(Rows from a pointing dataset)
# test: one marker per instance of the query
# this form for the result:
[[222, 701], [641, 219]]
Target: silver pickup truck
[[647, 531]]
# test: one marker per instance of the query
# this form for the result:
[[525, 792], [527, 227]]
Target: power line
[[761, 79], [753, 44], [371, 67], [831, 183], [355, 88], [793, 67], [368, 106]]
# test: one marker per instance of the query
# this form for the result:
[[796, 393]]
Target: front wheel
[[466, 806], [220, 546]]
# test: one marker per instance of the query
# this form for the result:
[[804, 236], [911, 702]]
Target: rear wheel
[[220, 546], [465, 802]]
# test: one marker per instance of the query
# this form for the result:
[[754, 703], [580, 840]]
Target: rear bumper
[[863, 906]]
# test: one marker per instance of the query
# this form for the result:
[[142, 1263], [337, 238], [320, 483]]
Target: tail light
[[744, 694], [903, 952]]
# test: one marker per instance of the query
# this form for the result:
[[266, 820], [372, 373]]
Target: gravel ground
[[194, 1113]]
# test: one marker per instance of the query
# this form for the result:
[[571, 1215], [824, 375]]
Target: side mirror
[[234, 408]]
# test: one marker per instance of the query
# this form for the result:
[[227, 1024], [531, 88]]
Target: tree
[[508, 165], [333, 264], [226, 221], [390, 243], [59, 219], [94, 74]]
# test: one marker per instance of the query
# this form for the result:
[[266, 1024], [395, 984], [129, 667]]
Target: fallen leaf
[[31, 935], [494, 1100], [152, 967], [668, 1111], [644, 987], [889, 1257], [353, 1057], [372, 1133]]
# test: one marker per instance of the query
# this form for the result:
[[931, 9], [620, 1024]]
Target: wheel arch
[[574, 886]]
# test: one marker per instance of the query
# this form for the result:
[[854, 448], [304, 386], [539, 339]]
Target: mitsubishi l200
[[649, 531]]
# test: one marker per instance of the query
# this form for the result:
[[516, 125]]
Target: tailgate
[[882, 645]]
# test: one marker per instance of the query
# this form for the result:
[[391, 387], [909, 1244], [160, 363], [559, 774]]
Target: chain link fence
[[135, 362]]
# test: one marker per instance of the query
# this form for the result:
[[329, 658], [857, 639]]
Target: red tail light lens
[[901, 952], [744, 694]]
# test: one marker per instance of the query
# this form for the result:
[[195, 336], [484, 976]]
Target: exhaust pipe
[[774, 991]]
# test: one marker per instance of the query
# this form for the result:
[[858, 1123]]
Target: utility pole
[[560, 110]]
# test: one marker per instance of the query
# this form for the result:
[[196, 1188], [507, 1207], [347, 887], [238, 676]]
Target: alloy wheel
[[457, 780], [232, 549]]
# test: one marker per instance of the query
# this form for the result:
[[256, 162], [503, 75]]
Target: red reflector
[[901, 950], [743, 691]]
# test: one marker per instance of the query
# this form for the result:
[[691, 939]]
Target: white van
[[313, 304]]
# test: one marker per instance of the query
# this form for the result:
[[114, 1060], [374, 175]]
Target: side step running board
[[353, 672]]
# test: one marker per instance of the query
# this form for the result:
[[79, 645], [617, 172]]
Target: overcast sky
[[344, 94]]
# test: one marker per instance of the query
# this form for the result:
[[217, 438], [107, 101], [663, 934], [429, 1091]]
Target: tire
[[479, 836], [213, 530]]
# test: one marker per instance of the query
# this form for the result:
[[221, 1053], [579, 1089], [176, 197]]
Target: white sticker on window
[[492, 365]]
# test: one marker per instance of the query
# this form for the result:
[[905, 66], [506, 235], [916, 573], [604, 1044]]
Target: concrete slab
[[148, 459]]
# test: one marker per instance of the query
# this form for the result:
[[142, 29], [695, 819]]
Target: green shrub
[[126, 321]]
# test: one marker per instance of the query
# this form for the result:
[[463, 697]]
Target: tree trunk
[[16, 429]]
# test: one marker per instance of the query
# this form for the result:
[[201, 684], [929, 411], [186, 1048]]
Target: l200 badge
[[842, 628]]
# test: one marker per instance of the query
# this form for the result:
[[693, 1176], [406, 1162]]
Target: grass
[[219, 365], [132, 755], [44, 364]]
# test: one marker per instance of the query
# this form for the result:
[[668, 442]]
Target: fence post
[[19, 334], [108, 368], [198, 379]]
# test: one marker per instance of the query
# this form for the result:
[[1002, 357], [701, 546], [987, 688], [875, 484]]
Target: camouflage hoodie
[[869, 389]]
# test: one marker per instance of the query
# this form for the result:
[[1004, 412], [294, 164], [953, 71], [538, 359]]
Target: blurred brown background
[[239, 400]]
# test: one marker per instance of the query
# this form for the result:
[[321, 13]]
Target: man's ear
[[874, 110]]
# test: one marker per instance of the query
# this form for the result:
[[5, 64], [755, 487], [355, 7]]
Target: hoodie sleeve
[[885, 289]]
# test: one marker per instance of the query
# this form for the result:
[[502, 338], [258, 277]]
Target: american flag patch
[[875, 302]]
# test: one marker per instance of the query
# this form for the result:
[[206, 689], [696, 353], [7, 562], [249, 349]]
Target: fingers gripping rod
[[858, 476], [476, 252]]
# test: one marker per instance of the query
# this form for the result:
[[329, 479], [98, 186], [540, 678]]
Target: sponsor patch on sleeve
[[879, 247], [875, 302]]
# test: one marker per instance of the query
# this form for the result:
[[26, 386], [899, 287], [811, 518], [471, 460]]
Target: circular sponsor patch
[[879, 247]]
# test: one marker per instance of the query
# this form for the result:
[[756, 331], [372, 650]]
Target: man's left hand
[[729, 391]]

• [Set exercise]: Copy all of the records above, line for line, without changing anything.

• [Answer for this exercise]:
# test: one marker per instance of the query
# this form for the result:
[[222, 701], [641, 219]]
Target: silver pickup truck
[[647, 531]]
# test: one marker per instance of the query
# this form for the result:
[[525, 792], [527, 227]]
Target: power line
[[761, 79], [753, 44], [371, 67], [831, 183], [355, 88], [793, 67], [368, 106]]
# test: one marker per instance of the query
# this form for the result:
[[796, 393]]
Target: front wheel
[[466, 806], [220, 546]]
# test: one marker per instance of the query
# this form for the result:
[[804, 236], [911, 702]]
Target: rear wheel
[[220, 546], [465, 802]]
# test: one marker per instance of the query
# this form for the result:
[[754, 703], [580, 840]]
Target: rear bumper
[[863, 906]]
# test: one marker per instance of the query
# this form for the result:
[[142, 1263], [337, 238], [320, 483]]
Target: tail light
[[744, 694], [903, 952]]
# test: one marker per instance of the query
# this form for the result:
[[266, 820], [372, 373]]
Target: gravel ground
[[194, 1113]]
# test: one marker per instance of the query
# this form for the result:
[[571, 1215], [824, 375]]
Target: side mirror
[[234, 408]]
# test: one marker per instance of the query
# this form for the result:
[[227, 1024], [531, 88]]
Target: tree
[[508, 165], [333, 264], [226, 221], [390, 243], [59, 219], [94, 74]]
# test: one marker per instance of the query
# this form for the result:
[[266, 1024], [395, 984], [129, 667]]
Target: fallen leaf
[[31, 935], [494, 1100], [152, 967], [668, 1111], [644, 987], [889, 1257], [353, 1057], [372, 1133]]
# test: one marker per instance of the query
# this form for the result:
[[931, 9], [620, 1024]]
Target: wheel arch
[[574, 886]]
# test: one marker per instance of the query
# this form for the result:
[[854, 448], [304, 386], [539, 339]]
Target: mitsubishi l200
[[649, 531]]
# test: one marker per instance of the query
# this form for the result:
[[516, 125]]
Target: tailgate
[[882, 645]]
# test: one marker per instance of the query
# this form for the result:
[[391, 387], [909, 1244], [160, 363], [559, 774]]
Target: chain link fence
[[135, 362]]
# test: one marker per instance of the query
# this form for the result:
[[329, 658], [857, 639]]
Target: red tail light lens
[[901, 952], [744, 694]]
# test: one marker per instance of the query
# this form for the result:
[[195, 336], [484, 976]]
Target: exhaust pipe
[[774, 991]]
# test: one marker per instance of the query
# this form for the result:
[[858, 1123]]
Target: utility pole
[[560, 110]]
# test: one marker per instance of the query
# this form for the result:
[[196, 1188], [507, 1207], [347, 887], [238, 676]]
Target: alloy wheel
[[457, 780], [232, 549]]
# test: one marker per instance of the query
# this form for the result:
[[256, 162], [503, 75]]
Target: red reflector
[[901, 950], [743, 691]]
# test: one marker per instance of the query
# this form for the result:
[[691, 939]]
Target: white van
[[313, 304]]
# test: one marker per instance of the query
# this form for the result:
[[114, 1060], [374, 175]]
Target: side step running board
[[353, 672]]
# test: one marker per instance of the query
# this form for the result:
[[79, 645], [617, 172]]
Target: overcast sky
[[344, 94]]
# test: one marker per instance of the query
# this form for the result:
[[217, 438], [107, 101], [663, 934], [429, 1091]]
Target: tire
[[479, 836], [213, 530]]
# test: one marker per instance of the query
# this form for the result:
[[221, 1053], [579, 1089], [176, 197]]
Target: white sticker on window
[[492, 365]]
# test: one marker per instance of the query
# this form for the result:
[[905, 66], [506, 235], [916, 573], [604, 1044]]
Target: concrete slab
[[148, 459]]
# test: one marker per instance of the query
# this form for the result:
[[142, 29], [695, 819]]
Target: green shrub
[[126, 321]]
# test: one marker per instance of the query
# this form for the result:
[[463, 697]]
Target: tree trunk
[[16, 429]]
# test: one marker per instance of the query
# this form for the result:
[[201, 684], [929, 411], [186, 1048]]
Target: l200 badge
[[842, 628]]
# test: one marker per instance of the query
# this form for the result:
[[693, 1176], [406, 1162]]
Target: grass
[[219, 365], [132, 755], [44, 364]]
# test: one marker per instance of the query
# this form for the result:
[[668, 442]]
Target: fence post
[[19, 334], [108, 368], [198, 379]]
# test: one marker per instance of the query
# this form for the result:
[[1002, 357], [701, 546], [987, 688], [875, 484]]
Target: camouflage hoodie
[[869, 389]]
# test: one marker per instance of the query
# this form for the result:
[[1004, 412], [294, 164], [953, 71], [538, 359]]
Target: blurred brown background
[[239, 400]]
# test: one marker per instance of the query
# this form for the result:
[[321, 13]]
Target: man's ear
[[874, 110]]
# test: one marker per instance of the query
# this form for the result:
[[5, 64], [755, 487], [355, 7]]
Target: hoodie sleeve
[[885, 289]]
# test: one marker per instance of the query
# this form for the result:
[[502, 338], [258, 277]]
Target: american flag patch
[[875, 302]]
# test: one marker per instance of the query
# this form for the result:
[[206, 689], [696, 353], [7, 562], [249, 349]]
Target: fingers gripping rod
[[858, 476], [476, 252]]
# test: one marker per instance of the query
# this form for the result:
[[329, 479], [98, 186], [540, 678]]
Target: sponsor patch on sleeve
[[879, 247], [875, 302]]
# test: one marker per instance of the query
# this form for the result:
[[26, 386], [899, 287], [811, 518], [471, 460]]
Target: circular sponsor patch
[[879, 247]]
# test: one marker per instance of the query
# this form for the result:
[[756, 331], [372, 650]]
Target: man's left hand
[[729, 391]]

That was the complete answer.